> _Description of the task_: What is the number of lines in the entries below that include the word "road"? Provide the number only.

Stored entries:
::::::::

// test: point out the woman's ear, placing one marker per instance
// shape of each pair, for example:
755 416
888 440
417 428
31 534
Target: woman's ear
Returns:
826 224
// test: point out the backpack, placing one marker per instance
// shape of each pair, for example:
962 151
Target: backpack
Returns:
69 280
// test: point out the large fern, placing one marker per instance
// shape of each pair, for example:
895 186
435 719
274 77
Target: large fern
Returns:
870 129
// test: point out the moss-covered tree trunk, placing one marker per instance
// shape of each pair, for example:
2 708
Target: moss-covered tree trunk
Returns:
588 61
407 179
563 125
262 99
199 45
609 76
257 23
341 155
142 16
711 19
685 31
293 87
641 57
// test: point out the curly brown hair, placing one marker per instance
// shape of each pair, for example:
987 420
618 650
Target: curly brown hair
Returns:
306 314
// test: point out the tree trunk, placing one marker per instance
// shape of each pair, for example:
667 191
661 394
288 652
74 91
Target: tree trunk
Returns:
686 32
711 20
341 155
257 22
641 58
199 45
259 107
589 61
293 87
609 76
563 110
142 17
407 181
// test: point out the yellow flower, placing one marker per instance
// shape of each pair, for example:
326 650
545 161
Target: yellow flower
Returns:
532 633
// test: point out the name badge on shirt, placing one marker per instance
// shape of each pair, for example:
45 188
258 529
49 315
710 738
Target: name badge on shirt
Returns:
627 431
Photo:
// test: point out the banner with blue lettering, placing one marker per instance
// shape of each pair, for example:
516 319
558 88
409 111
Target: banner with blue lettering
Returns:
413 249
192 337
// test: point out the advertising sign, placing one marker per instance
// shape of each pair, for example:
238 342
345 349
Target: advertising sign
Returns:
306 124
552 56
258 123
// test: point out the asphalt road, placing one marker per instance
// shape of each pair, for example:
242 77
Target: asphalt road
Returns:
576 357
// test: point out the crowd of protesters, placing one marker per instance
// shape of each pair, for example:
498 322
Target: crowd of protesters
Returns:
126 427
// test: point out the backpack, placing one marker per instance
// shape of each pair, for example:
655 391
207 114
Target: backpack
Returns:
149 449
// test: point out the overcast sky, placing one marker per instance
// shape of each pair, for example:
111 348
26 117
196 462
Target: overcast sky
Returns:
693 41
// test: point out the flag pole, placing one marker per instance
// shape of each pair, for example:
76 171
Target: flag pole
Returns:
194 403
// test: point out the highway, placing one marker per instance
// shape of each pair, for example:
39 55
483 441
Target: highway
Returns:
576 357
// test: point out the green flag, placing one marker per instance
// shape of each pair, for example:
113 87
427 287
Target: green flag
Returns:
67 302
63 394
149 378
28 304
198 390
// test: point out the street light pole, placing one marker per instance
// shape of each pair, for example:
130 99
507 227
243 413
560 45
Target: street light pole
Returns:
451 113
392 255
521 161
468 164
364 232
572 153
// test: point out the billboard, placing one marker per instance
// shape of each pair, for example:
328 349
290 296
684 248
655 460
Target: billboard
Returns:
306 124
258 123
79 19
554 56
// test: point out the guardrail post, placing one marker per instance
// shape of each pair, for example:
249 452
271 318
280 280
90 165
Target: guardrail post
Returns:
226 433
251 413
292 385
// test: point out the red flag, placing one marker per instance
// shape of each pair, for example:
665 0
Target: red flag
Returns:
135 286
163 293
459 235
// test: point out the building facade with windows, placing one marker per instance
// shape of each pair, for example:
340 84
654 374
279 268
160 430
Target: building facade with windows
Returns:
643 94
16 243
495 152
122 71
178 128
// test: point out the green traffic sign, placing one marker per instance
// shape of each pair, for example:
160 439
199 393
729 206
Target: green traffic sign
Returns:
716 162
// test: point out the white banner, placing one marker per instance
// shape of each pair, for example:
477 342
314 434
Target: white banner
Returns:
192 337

::::::::

> _Response_: 2